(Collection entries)
##############################

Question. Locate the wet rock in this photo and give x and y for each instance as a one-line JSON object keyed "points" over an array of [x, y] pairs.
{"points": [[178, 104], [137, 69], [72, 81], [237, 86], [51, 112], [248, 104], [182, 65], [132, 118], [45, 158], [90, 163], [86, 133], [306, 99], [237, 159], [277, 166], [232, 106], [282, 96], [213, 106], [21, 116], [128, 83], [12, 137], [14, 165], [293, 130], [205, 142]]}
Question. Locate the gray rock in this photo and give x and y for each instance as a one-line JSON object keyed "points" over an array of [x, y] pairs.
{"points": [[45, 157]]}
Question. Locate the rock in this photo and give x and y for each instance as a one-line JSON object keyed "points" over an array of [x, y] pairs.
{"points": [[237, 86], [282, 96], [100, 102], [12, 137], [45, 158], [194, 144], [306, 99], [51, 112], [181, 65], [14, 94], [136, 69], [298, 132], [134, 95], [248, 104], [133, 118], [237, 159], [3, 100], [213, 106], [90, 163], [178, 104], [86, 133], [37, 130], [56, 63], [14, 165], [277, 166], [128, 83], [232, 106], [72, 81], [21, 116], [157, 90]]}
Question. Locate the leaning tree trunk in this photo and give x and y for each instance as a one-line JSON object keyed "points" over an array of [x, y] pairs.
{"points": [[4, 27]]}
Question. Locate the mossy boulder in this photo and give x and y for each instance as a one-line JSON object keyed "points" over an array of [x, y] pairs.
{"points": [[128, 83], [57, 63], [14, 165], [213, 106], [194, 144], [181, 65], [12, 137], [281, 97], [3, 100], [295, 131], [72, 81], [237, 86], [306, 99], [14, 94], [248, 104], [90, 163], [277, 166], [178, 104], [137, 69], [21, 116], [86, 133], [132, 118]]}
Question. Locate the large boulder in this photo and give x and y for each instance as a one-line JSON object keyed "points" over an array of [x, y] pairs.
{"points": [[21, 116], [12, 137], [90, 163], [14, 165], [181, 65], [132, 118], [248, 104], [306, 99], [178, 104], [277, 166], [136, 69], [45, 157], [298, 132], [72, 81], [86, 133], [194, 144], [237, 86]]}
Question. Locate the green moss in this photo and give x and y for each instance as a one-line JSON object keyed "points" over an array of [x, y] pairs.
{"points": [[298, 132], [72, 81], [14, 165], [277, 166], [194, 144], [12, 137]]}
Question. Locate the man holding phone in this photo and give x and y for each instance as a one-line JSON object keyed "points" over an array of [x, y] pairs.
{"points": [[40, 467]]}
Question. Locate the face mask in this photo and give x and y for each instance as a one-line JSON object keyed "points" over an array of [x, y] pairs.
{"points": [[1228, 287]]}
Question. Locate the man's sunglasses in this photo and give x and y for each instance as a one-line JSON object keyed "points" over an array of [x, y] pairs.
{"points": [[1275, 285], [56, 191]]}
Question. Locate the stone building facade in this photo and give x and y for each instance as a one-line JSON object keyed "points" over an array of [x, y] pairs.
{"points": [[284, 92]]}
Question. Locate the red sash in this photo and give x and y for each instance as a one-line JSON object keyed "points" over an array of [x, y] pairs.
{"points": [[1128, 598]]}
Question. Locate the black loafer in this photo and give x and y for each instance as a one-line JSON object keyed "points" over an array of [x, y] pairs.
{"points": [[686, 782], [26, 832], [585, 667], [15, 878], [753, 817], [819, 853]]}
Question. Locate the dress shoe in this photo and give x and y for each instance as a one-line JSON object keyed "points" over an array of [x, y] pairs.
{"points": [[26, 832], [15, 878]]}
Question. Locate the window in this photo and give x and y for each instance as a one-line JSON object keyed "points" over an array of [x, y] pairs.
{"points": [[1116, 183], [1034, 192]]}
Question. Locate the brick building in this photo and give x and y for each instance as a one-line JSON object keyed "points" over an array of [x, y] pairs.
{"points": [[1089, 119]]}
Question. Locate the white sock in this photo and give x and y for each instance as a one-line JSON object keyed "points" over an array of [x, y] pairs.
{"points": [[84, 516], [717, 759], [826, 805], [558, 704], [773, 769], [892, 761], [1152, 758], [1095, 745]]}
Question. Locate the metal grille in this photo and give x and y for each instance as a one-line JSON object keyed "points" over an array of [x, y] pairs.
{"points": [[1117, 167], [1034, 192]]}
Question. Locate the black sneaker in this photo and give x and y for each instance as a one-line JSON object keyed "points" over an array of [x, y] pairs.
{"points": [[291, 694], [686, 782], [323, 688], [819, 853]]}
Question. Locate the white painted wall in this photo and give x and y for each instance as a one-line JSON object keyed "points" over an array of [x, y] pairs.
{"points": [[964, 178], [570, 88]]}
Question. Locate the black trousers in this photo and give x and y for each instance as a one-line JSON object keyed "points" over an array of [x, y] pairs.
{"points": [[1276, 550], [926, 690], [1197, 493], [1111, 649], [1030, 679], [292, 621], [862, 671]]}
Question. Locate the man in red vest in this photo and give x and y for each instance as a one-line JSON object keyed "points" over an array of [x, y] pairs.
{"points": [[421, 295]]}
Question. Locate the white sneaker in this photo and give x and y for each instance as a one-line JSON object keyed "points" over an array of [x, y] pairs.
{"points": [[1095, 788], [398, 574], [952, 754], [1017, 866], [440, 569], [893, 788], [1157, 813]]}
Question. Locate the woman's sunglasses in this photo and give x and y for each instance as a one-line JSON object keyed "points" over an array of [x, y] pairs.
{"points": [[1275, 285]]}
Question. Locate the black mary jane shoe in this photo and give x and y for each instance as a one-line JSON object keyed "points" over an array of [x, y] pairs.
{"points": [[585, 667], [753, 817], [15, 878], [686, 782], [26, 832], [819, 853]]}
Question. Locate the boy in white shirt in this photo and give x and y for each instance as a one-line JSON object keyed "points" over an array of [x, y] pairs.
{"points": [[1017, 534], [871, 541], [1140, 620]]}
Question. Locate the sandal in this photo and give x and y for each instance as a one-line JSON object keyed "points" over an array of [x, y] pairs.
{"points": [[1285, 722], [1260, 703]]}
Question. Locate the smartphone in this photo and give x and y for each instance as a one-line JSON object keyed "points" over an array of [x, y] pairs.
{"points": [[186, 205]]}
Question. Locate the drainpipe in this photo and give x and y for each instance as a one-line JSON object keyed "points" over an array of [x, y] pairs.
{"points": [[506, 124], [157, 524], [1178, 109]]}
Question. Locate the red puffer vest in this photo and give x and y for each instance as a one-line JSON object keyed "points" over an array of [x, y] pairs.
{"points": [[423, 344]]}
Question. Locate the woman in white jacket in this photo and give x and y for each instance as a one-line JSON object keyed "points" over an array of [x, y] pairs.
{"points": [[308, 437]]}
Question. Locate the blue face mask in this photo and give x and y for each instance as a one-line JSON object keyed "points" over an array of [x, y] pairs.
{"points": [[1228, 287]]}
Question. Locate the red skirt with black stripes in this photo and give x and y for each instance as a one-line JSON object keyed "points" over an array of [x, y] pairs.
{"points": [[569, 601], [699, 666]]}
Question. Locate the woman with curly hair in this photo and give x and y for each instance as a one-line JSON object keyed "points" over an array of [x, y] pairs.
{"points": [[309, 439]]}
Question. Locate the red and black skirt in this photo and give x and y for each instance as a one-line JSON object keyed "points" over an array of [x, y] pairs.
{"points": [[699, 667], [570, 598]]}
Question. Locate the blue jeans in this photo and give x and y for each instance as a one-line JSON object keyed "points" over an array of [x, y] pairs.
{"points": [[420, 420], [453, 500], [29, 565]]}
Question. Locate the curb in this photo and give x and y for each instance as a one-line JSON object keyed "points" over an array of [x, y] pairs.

##############################

*EXERCISE DESCRIPTION*:
Your task is to retype all the records above with nothing left out.

*REPLY*:
Question. Locate the wet rock in this photo and give x and y for each instance as a one-line JSON object keyed "points" over an array of [x, y] pairs.
{"points": [[178, 104], [137, 69], [72, 81], [237, 86], [51, 112], [248, 104], [182, 65], [132, 118], [45, 158], [90, 163], [86, 133], [306, 99], [237, 159], [277, 166], [232, 106], [282, 96], [213, 106], [21, 116], [128, 83], [12, 137], [14, 165], [293, 130], [205, 142]]}
Question. Locate the gray rock in this photo and give x and y for each instance as a one-line JSON object keyed "points" over an array of [x, y] pairs.
{"points": [[45, 157]]}
Question. Locate the rock in this photo and give x and y for each instance as a one-line JSON object keyed "points" over an array of [x, y] pairs.
{"points": [[237, 86], [282, 96], [100, 102], [12, 137], [45, 158], [194, 144], [306, 99], [51, 112], [181, 65], [14, 94], [136, 69], [298, 132], [134, 95], [248, 104], [133, 118], [237, 159], [3, 100], [213, 106], [90, 163], [178, 104], [86, 133], [37, 130], [56, 63], [14, 165], [277, 166], [128, 83], [232, 106], [72, 81], [21, 116], [157, 90]]}
Question. Locate the leaning tree trunk in this photo and give x and y for each instance as a one-line JSON object keyed "points" over an array of [x, y] pairs.
{"points": [[4, 27]]}
Question. Locate the mossy boulder in this photo and give x and y for each instance as a one-line JSON object keyed "points" over an array of [x, y] pairs.
{"points": [[128, 83], [57, 63], [14, 165], [213, 106], [194, 144], [181, 65], [12, 137], [281, 97], [3, 100], [295, 131], [72, 81], [237, 86], [306, 99], [14, 94], [248, 104], [90, 163], [277, 166], [178, 104], [137, 69], [21, 116], [86, 133], [132, 118]]}
Question. Locate the large boulder in this photo and give x and y for each instance as a one-line JSON object keyed "points" over an array of [x, y] pairs.
{"points": [[21, 116], [12, 137], [90, 163], [14, 165], [181, 65], [132, 118], [248, 104], [306, 99], [178, 104], [277, 166], [136, 69], [45, 157], [298, 132], [72, 81], [86, 133], [194, 144], [237, 86]]}
Question. Locate the green moss in this photo and give x and y for each instance as a one-line JSON object keyed "points" over an array of [x, y] pairs.
{"points": [[298, 132], [72, 81], [14, 165], [277, 166], [194, 144], [12, 137]]}
Question. Locate the man holding phone in this photo and give x and y for each instance as a one-line JSON object keyed "points" over an array of [x, y] pairs.
{"points": [[40, 467]]}
Question. Locate the face mask in this photo and give x and y for each instance as a one-line JSON object keyed "points" over an array of [x, y] pairs.
{"points": [[1228, 287]]}
Question. Locate the man's sunglasses in this photo and give x and y for each instance as a one-line JSON object keyed "points" over an array of [x, y] pairs.
{"points": [[1275, 285], [56, 191]]}
Question. Locate the stone building facade in this photo and give x and y for each instance as a one-line JSON object keyed "points" over an array of [x, y] pairs.
{"points": [[284, 92]]}
Question. Locate the red sash in this photo and give x and y for each instance as a one-line JSON object keyed "points" over an array of [x, y] pairs.
{"points": [[1128, 598]]}
Question. Locate the black loafer in this photo and give x and y for each instance as a one-line JSON object keyed "points" over an array of [x, y] pairs.
{"points": [[686, 782], [26, 832], [585, 667], [15, 878], [753, 817], [819, 853]]}
Question. Locate the dress shoe in this photo and give x and y for each instance as a one-line JSON object keyed "points" over an array of [x, y] pairs.
{"points": [[26, 832], [15, 878]]}
Question. Locate the window in this photo and give x and y for each instance as a one-line JSON object keyed "points" over an array of [x, y] pairs.
{"points": [[1116, 183], [1034, 192]]}
Question. Locate the brick building in this photo and give x and y for each instance as a one-line JSON object keyed "points" over an array of [x, y] pairs.
{"points": [[1089, 119]]}
Question. Locate the white sock in this photo and give x and y for each instance as a one-line JSON object keyed "points" over an array of [x, y] pairs.
{"points": [[84, 516], [717, 759], [826, 805], [558, 704], [773, 769], [892, 761], [1152, 758], [1095, 745]]}
Question. Locate the metal grille in this photo and give x and y for each instance as a one-line JSON object keyed "points" over an array of [x, y] pairs.
{"points": [[1117, 167], [1034, 192]]}
Question. Locate the black sneaker in this photo and give x and y for each instance as a one-line JSON object keyed "points" over an array of [x, y] pairs.
{"points": [[291, 694], [686, 782], [323, 688], [819, 853]]}
Question. Locate the white painted wall in this photo and give x and y for each instance as a one-line JSON object keyed "points" over an array of [x, y] pairs.
{"points": [[964, 178], [570, 88]]}
Question. Locate the black trousers in this photo and give x and y for each instance as a one-line JSON object keyed "points" over an array of [x, y] pairs.
{"points": [[1276, 550], [926, 690], [1197, 493], [1111, 649], [1030, 679], [292, 621], [862, 671]]}
Question. Locate the man in red vest in this photo and give x and y for each instance as a one-line JSON object keyed "points" over an array of [x, y] pairs.
{"points": [[421, 295]]}
Question. Locate the white sneaker in this photo and give x and y for each instance as a one-line JSON object keyed "points" over an array of [x, y] pairs.
{"points": [[1095, 788], [398, 574], [952, 754], [1017, 866], [440, 569], [893, 788], [1157, 813]]}
Question. Locate the woman's sunglasses in this photo and give x and y for each instance as a one-line JSON object keyed "points" over an array of [x, y] pairs.
{"points": [[1275, 285]]}
Question. Locate the black mary jane shoe in this photo and give x and y for each instance as a one-line JSON object keyed "points" over an array of [x, y] pairs.
{"points": [[585, 667], [753, 817], [15, 878], [686, 782], [26, 832], [819, 853]]}
Question. Locate the boy in white shirt in this photo and give x and y for each instance as a one-line JSON object keyed "points" over an array of [x, y] pairs.
{"points": [[1017, 534], [871, 541], [1140, 620]]}
Question. Locate the sandal in this photo and give x and y for each instance as a one-line JSON object keyed "points" over an array of [x, y] pairs.
{"points": [[1285, 722], [1260, 703]]}
Question. Locate the smartphone in this photo and give x and y for each instance as a one-line JSON object keyed "points" over an array of [x, y] pairs.
{"points": [[186, 205]]}
Question. Locate the drainpipe in this photo and give x and y for each instance as a one-line JSON object keyed "points" over an array of [x, y] pairs.
{"points": [[506, 124], [157, 524], [1178, 109]]}
Question. Locate the red puffer vest in this photo and give x and y for each instance as a one-line JSON object keyed "points" over an array of [x, y] pairs.
{"points": [[423, 344]]}
Question. Locate the woman in white jacket in this photo and give x and y for each instance as a one-line JSON object keyed "points" over an array of [x, y] pairs.
{"points": [[308, 437]]}
Question. Locate the blue face mask in this photo and give x and y for each instance as a one-line JSON object keyed "points" over an array of [x, y] pairs.
{"points": [[1228, 287]]}
Question. Locate the red skirt with black stripes in this photo and give x and y for each instance as a one-line JSON object keyed "points" over an array of [x, y] pairs.
{"points": [[569, 601], [699, 666]]}
Question. Locate the woman with curly hair in this photo and give x and y for each instance as a one-line JSON object keyed "points" over an array of [x, y] pairs.
{"points": [[309, 439]]}
Question. Locate the red and black skirt in this photo and give x and y for each instance as a one-line JSON object keyed "points" over an array of [x, y] pairs.
{"points": [[699, 667], [570, 598]]}
Question. Locate the blue jeans in this photo and give x and y for each instance as a one-line JSON object keyed "points" over an array of [x, y] pairs.
{"points": [[420, 420], [453, 500], [29, 565]]}
Question. Locate the curb in this photo and give x and y for each instance as a one-line JSON object keyed "points" over an array of [x, y] pairs.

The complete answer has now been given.